[Object point labels]
┄┄┄┄┄┄┄┄┄┄┄┄┄┄┄┄┄┄┄┄
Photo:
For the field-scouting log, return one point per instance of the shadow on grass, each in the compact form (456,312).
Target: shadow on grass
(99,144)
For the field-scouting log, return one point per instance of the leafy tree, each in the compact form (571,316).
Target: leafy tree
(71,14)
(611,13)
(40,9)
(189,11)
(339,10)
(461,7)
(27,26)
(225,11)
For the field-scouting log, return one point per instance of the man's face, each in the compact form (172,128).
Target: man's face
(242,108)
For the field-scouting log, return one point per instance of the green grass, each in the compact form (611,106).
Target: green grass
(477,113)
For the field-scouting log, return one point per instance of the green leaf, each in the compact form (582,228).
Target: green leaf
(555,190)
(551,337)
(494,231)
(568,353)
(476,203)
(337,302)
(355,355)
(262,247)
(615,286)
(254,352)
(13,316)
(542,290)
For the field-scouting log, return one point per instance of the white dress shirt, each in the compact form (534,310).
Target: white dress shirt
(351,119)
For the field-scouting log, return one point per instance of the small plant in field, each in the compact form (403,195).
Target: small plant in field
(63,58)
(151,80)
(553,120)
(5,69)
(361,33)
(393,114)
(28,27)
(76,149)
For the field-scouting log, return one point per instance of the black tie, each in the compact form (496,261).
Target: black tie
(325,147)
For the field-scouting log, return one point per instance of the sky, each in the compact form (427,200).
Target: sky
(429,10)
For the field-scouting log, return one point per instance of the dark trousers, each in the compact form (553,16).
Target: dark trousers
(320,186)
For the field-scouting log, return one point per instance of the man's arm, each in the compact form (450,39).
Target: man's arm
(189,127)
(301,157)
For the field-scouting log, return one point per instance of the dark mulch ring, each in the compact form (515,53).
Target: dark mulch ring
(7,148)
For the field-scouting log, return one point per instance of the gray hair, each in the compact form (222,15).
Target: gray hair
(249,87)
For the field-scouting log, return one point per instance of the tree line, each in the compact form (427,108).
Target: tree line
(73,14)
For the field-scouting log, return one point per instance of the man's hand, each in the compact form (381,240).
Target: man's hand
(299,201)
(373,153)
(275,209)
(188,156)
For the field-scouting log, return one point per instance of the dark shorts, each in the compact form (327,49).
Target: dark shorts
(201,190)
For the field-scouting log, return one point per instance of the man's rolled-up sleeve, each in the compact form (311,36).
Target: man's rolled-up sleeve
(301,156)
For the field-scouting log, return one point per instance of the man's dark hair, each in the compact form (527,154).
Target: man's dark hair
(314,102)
┄┄┄┄┄┄┄┄┄┄┄┄┄┄┄┄┄┄┄┄
- [WRITTEN INSTRUCTION]:
Return the listing above in its exact form.

- [EXERCISE RESULT]:
Photo:
For the field-scouting log, return one point per instance of the shadow on grass, each in the compact form (456,312).
Target: shadow on grass
(99,144)
For the field-scouting log, return one point per instance of the leafy tree, each in the compact form (571,316).
Target: leafy tree
(71,14)
(611,13)
(40,9)
(189,11)
(339,10)
(461,7)
(27,26)
(225,11)
For the field-scouting log, return one point per instance of the man's face, each in the compact form (172,128).
Target: man's face
(242,108)
For the field-scouting log, return one point per instance of the green grass, each in the compact form (611,106).
Target: green grass
(477,113)
For the field-scouting log, return one point per instance of the green leaf, each in the compact form (582,228).
Target: green leaf
(555,190)
(551,337)
(494,231)
(568,353)
(476,203)
(337,302)
(355,355)
(262,247)
(615,286)
(254,352)
(13,316)
(542,290)
For the field-scouting log, return one point per instance of the white dress shirt, each in the compact form (534,310).
Target: white dress shirt
(351,119)
For the field-scouting log, return one point per instance of the small plant in field, each in the compact form (403,195).
Target: small plant in field
(63,58)
(151,80)
(553,120)
(5,69)
(361,33)
(393,114)
(28,27)
(76,149)
For the field-scouting log, return one point per instance of the black tie, each in the compact form (496,261).
Target: black tie
(325,147)
For the field-scouting log, return one point per instance of the sky, each in the compact form (427,200).
Target: sky
(429,10)
For the field-scouting log, return one point per instance of the dark trousers, each in the compact form (553,16).
Target: dark trousers
(320,186)
For the field-scouting log, return one point per instance of the man's arm, each in the compact form (450,39).
Target: man's arm
(189,127)
(301,157)
For the field-scouting log, return one point per instance of the dark mulch ring, each in the compact form (515,53).
Target: dark mulch ring
(7,148)
For the field-scouting log, return one point per instance of the gray hair, each in the compact form (222,15).
Target: gray hair
(249,87)
For the field-scouting log, return one point per instance of the tree line, each in the compact form (427,108).
Target: tree line
(73,14)
For the field-scouting log, return one point per instance of the man's hand, each in the compact form (381,240).
Target: man's hand
(299,201)
(373,153)
(275,209)
(188,156)
For the field-scouting log, return one point per instance of the dark shorts, each in the compact form (327,49).
Target: dark shorts
(201,190)
For the field-scouting log, return one point per instance of the man's rolled-up sleeve, each in the compact form (311,36).
Target: man's rolled-up sleeve
(301,156)
For the field-scouting log, return one point per instance of the man's dark hair, each in the compact form (527,154).
Target: man's dark hair
(314,102)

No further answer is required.